Dataset entries START
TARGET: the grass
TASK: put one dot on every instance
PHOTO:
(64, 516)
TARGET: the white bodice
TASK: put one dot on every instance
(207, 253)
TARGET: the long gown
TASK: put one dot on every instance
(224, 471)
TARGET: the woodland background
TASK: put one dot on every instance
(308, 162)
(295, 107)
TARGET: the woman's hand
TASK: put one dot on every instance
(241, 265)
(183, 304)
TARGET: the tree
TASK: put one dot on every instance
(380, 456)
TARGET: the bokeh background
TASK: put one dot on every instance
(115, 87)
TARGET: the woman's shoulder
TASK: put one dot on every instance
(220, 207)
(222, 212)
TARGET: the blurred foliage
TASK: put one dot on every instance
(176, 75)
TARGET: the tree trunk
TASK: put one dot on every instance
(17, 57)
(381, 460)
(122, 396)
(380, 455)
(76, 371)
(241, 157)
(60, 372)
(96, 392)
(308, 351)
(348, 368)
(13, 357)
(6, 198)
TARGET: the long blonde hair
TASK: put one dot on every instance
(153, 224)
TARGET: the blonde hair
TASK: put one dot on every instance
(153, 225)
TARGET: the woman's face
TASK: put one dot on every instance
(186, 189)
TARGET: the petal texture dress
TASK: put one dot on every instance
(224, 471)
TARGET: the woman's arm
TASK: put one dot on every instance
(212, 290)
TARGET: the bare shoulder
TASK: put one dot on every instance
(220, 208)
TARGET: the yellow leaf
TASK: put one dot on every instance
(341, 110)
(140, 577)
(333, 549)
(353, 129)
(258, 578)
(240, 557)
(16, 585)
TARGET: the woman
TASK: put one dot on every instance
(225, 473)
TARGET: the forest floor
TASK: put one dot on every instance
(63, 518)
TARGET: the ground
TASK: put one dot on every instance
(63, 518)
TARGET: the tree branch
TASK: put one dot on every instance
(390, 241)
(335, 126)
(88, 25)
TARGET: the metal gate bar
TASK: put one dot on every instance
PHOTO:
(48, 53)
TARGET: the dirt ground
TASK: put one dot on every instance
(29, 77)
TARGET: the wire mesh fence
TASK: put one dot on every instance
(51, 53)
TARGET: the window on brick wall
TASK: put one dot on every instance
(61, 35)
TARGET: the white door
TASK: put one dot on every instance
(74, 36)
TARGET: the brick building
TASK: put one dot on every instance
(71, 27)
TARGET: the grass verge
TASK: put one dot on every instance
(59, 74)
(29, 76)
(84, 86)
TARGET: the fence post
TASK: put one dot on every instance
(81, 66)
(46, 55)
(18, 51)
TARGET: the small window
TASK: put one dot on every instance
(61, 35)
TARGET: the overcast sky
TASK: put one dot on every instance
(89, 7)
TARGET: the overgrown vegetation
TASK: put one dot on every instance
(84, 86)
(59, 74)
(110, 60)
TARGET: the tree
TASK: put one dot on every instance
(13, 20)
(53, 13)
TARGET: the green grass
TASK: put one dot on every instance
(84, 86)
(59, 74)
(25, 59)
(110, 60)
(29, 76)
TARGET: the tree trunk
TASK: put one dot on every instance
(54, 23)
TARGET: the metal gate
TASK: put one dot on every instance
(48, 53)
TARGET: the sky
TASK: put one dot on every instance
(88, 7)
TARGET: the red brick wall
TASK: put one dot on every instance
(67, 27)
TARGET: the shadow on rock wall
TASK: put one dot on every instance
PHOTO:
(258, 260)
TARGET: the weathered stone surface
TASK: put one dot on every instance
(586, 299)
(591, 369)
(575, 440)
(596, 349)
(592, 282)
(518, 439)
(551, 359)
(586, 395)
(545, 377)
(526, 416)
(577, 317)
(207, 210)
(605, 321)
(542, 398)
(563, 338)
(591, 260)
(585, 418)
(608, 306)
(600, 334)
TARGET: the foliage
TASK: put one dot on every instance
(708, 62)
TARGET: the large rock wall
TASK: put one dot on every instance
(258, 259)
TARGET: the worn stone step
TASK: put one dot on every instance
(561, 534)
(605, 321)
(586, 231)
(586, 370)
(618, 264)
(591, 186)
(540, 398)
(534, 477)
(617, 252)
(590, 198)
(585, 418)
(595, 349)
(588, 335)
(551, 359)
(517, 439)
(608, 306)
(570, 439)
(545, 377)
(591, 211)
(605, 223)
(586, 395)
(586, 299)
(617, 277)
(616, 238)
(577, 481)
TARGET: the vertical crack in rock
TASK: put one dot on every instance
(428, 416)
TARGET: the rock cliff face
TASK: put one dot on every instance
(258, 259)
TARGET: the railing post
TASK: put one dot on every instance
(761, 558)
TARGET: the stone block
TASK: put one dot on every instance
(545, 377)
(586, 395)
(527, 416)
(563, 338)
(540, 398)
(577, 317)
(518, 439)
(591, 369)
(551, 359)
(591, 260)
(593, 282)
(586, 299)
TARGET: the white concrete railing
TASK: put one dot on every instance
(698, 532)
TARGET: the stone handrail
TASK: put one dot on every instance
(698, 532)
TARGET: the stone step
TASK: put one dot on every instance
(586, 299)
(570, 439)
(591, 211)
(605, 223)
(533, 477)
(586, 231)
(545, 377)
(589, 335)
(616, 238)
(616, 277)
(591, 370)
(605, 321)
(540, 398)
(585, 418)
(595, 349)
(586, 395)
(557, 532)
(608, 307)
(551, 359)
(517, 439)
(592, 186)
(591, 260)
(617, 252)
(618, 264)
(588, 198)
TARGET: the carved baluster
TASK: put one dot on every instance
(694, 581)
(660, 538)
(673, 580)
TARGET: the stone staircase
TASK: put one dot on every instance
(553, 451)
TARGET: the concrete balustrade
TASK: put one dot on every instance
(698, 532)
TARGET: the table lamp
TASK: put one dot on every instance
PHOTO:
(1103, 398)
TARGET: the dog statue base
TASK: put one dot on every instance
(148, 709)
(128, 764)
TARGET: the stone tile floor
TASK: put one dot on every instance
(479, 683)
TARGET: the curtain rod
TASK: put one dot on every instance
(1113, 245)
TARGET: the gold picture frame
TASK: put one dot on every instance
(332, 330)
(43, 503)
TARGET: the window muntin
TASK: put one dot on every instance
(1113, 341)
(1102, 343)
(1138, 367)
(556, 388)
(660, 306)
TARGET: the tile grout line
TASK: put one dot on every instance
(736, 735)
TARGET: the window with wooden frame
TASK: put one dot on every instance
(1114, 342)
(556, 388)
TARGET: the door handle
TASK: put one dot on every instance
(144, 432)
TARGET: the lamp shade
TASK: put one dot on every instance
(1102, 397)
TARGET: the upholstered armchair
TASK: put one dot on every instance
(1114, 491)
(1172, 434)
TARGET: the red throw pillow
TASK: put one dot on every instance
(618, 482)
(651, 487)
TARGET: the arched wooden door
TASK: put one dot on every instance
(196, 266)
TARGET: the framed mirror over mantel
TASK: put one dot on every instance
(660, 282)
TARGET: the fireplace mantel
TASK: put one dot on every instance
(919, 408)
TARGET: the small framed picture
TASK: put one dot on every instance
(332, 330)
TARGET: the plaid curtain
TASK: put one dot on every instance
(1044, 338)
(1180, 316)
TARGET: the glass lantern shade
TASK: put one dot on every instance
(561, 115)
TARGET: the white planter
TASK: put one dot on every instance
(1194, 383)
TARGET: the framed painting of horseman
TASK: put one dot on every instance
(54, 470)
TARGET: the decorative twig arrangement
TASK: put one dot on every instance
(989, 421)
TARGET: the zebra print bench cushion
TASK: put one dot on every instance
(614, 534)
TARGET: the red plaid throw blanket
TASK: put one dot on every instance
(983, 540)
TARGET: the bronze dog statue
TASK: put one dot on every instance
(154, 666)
Dataset entries END
__Aim of the exercise__. Identify each line in the records above containing the word "stone"; copy those lines.

__Exercise result__.
TARGET: the weathered stone surface
TARGET: the worn stone step
TARGET: the stone block
TARGET: the stone handrail
TARGET: the stone step
TARGET: the stone staircase
TARGET: the stone tile floor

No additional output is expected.